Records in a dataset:
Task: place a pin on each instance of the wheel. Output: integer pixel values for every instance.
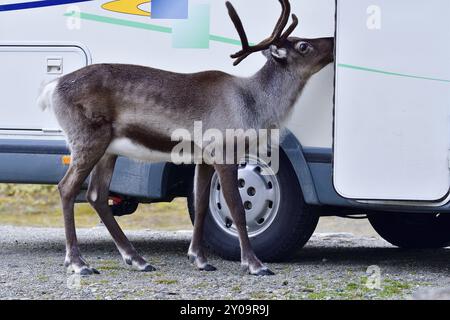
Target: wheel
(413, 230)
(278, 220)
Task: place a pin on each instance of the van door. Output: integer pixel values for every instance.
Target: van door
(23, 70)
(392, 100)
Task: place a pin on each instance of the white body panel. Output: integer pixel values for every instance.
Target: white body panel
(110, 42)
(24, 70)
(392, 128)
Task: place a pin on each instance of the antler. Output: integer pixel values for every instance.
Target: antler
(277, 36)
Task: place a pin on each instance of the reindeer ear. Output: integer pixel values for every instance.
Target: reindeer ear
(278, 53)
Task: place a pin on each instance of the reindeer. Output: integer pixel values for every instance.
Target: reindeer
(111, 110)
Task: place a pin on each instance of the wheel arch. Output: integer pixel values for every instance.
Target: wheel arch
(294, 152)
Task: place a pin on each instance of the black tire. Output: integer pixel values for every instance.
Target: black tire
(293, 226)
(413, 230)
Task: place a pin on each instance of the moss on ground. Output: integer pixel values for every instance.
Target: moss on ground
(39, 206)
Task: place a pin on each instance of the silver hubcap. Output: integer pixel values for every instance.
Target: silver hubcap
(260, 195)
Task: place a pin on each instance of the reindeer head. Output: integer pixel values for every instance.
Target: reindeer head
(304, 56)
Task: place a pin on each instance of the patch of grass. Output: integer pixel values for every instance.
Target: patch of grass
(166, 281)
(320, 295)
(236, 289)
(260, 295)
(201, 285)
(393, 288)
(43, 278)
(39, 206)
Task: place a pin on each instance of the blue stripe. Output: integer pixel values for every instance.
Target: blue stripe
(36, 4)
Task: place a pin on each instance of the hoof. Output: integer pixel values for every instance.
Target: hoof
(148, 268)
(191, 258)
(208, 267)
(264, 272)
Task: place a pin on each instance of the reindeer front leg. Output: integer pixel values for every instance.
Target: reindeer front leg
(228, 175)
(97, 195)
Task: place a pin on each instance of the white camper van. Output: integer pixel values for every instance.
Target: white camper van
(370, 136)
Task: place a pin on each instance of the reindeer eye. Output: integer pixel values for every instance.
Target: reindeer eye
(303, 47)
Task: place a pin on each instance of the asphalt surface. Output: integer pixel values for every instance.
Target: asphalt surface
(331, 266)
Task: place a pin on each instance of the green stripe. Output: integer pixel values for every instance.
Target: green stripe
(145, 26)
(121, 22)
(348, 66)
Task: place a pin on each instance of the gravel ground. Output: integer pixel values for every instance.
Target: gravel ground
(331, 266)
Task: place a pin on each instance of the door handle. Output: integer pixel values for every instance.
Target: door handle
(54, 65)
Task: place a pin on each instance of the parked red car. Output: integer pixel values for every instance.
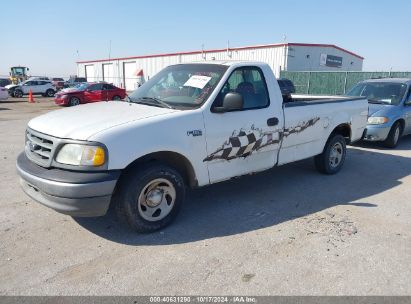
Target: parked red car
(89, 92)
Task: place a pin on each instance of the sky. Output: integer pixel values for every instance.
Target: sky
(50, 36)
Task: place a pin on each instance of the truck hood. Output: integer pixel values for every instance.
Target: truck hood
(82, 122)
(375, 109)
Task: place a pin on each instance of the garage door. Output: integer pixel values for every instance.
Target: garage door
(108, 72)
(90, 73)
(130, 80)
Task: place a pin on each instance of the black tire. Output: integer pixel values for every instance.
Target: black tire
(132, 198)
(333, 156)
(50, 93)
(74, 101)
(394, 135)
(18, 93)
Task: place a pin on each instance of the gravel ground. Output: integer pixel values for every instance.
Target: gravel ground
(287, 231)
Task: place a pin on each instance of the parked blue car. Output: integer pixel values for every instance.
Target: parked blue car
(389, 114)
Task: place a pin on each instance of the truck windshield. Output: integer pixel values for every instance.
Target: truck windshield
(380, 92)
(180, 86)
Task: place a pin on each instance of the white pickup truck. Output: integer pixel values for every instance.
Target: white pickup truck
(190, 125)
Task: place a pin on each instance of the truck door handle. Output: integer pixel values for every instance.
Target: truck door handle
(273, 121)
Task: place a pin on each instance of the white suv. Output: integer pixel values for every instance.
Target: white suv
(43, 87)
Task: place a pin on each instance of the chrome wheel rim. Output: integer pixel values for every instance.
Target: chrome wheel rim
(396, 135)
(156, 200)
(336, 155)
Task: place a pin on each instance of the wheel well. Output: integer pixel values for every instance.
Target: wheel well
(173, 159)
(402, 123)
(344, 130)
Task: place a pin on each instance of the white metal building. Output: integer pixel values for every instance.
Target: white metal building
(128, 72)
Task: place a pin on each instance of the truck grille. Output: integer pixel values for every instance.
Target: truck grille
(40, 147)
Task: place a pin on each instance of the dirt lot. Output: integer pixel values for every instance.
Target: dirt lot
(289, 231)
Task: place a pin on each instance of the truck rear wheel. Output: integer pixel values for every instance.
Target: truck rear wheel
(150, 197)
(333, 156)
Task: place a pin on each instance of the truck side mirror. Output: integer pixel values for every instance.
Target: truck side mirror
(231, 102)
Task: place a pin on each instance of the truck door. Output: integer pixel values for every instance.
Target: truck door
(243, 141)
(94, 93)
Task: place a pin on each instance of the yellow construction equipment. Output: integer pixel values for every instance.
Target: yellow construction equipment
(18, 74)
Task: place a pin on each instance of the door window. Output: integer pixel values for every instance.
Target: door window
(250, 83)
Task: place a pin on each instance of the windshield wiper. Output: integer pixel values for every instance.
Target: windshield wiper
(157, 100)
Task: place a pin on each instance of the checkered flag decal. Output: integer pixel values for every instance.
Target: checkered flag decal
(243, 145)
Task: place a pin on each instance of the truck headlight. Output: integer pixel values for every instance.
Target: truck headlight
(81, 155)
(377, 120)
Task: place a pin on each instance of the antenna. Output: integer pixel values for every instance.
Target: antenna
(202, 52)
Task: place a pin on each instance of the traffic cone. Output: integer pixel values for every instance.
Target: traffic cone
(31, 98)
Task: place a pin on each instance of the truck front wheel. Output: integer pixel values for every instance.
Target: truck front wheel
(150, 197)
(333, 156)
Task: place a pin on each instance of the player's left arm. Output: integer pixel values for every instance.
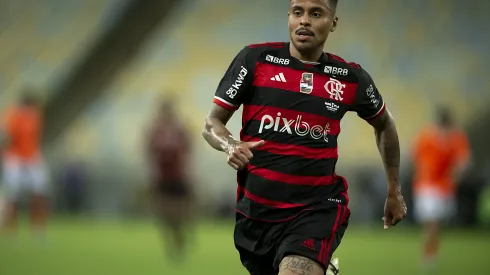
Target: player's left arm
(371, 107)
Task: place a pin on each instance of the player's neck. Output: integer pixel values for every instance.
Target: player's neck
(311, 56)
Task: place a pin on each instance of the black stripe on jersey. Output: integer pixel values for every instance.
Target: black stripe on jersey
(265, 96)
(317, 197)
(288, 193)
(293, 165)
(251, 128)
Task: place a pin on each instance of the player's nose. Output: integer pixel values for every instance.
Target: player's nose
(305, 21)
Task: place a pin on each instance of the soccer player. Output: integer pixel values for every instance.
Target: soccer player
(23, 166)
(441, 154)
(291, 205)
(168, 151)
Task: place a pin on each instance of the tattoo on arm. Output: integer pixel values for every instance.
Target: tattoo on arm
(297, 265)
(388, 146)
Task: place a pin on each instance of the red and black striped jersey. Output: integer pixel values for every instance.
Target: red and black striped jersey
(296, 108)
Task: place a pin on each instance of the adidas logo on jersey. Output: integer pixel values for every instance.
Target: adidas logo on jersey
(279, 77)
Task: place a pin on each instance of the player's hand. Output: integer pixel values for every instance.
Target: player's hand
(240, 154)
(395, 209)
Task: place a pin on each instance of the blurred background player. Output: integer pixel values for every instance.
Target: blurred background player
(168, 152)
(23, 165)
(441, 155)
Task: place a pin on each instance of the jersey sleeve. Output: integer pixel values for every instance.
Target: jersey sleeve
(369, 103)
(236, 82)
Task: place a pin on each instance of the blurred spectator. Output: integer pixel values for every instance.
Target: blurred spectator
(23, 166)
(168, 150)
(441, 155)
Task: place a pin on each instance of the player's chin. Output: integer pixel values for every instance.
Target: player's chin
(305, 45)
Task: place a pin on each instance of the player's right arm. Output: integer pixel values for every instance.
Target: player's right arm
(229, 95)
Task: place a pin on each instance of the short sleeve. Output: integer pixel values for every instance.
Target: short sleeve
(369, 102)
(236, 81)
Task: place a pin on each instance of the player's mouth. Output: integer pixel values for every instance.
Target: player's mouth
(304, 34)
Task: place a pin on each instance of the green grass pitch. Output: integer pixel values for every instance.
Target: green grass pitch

**WRITTEN REQUEST**
Revise the part of the material that opens with the line containing "Task: place a pin on each instance of the player's mouth." and runs to the end, changing "green grass pitch" to "playing field" and leaving everything else the same.

**TASK RESULT**
Task: place a pin on each instance of the player's mouth. Output: integer pixel values for every instance.
Target: player's mouth
(304, 34)
Task: place a pin on each instance of the playing field. Output: integer pixel values for every instance.
Target: playing field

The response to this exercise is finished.